___ Texte source

Bien entendu, certaines des justifications de ces atteintes aux libertés sont légitimes : personne n’a envie de mourir sous les balles d’un terroriste, d’être contaminé par une maladie dangereuse, ou de voir un dictateur agressif lancer ses armées contre un pays voisin. Mais le résultat constamment confirmé, la tendance lourde aveuglante, c’est que notre domaine de liberté se réduit comme peau de chagrin au gré des lois liberticides et des réglementations paralysantes édictées au nom d’un idéal utopique. Ce sont en fait les démocraties occidentales elles-mêmes qui sont en train de changer de nature profonde, leur caractère autrefois libéral et tolérant cédant progressivement la place à une forme d’autoritarisme inquisiteur et moralisateur. Désormais pris d’une sorte d’Hubris – et je pense particulièrement au cas de notre pays en disant cela – les gouvernants des ex-démocraties libérales se sentent investis d’une mission prométhéenne de modernisation à marche forcée de la société, de lutte contre le Mal (mâle) réactionnaire et d’avènement du Bien tel que défini par eux. Ce qui les conduit à légitimer, avec de moins en moins d’états d’âme, le piétinement de nos libertés au profit de l’Utopie, tout en n’accordant plus finalement qu’un intérêt assez faible à la gestion quotidienne des missions régaliennes dont ils ont la charge : police, armée, justice…, sans même mentionner la monnaie, désormais gérée au niveau supranational…  

S’agit-il là d’une dérive totalitaire ?? Accusation peut-être exagérée sous cette forme brutale…  « Il faut y aller molo avec les noms d’oiseaux !!» comme vient de le dire fort justement Jean Luc 1er à l’occasion d’un autre débat. Mais comment toutefois, ne pas reconnaître certains traits fondamentaux du totalitarisme dans ce mélange d’activisme prométhéen, de contraintes exercées sur la société pour permettre l’avènement de l’utopie, et de stigmatisation des opposants (comme par exemple ces affreux réactionnaires qui pensent encore que les hommes et les femmes présentent des différences intrinsèques et fondamentales, dictées par la nature et ne pouvant être réduites à un simple conditionnement culturel) ?

______
___ Enregistrements de données

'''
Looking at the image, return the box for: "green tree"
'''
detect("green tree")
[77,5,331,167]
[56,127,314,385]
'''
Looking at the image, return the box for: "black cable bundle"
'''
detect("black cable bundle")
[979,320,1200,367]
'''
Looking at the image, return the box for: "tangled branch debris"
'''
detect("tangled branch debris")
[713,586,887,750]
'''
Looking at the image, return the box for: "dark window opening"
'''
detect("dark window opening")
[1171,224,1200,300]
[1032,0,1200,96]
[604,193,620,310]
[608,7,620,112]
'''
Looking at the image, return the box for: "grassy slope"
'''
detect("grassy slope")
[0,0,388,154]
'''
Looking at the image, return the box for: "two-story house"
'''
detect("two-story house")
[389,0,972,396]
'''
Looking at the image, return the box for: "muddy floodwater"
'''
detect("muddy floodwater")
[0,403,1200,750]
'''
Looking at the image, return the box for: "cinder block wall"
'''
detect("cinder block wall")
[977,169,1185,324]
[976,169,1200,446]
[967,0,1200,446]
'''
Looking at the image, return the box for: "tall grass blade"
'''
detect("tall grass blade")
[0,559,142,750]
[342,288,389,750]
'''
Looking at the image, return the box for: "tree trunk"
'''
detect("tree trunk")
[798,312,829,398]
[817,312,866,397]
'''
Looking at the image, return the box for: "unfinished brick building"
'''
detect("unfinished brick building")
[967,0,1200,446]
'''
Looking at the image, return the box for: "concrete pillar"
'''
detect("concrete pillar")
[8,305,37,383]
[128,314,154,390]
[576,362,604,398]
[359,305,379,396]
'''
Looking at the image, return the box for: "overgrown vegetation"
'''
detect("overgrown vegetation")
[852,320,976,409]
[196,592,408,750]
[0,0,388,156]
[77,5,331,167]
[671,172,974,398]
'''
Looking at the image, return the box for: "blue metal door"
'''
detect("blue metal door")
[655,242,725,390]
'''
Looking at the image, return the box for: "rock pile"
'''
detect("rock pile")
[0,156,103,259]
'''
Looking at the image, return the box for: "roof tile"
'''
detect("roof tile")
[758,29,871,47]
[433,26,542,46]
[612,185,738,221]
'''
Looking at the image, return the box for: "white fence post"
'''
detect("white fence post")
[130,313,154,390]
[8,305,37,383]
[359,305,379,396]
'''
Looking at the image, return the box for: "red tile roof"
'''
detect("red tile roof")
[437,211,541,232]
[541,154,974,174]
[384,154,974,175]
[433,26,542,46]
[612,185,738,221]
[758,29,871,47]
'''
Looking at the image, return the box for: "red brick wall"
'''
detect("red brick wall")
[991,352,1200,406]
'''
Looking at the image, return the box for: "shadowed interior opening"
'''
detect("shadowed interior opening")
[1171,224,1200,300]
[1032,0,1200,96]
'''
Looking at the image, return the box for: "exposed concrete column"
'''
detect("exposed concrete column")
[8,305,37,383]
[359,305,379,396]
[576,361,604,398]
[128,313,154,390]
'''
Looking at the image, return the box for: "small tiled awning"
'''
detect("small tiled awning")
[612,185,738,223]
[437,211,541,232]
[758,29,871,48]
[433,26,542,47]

______

## À réaliser:
Dans le texte sur le recul des libertés, reformulez sous forme de liste le paragraphe commençant par « Bien entendu, certaines des justifications », en conservant ses idées principales.

## Votre solution:
- Certaines justifications des atteintes aux libertés sont légitimes : nul ne souhaite mourir sous les balles d'un terroriste, être contaminé par une maladie dangereuse ou voir un dictateur agressif attaquer un pays voisin.
- Le domaine de liberté ne cesse pourtant de se réduire, sous l'effet de lois liberticides et de réglementations paralysantes édictées au nom d'un idéal utopique.
- Les démocraties occidentales changent ainsi de nature : leur caractère libéral et tolérant cède progressivement la place à un autoritarisme inquisiteur et moralisateur.
- Pris d'hubris, en particulier dans « notre pays », leurs gouvernants se sentent investis d'une mission prométhéenne. Ils veulent moderniser la société à marche forcée, lutter contre le Mal réactionnaire et faire advenir le Bien tel qu'ils le définissent.
- Ils en viennent à légitimer de plus en plus facilement le piétinement des libertés au profit de l'Utopie.
- Ils ne portent en même temps qu'un intérêt assez faible aux missions régaliennes (police, armée, justice), la monnaie étant désormais gérée au niveau supranational.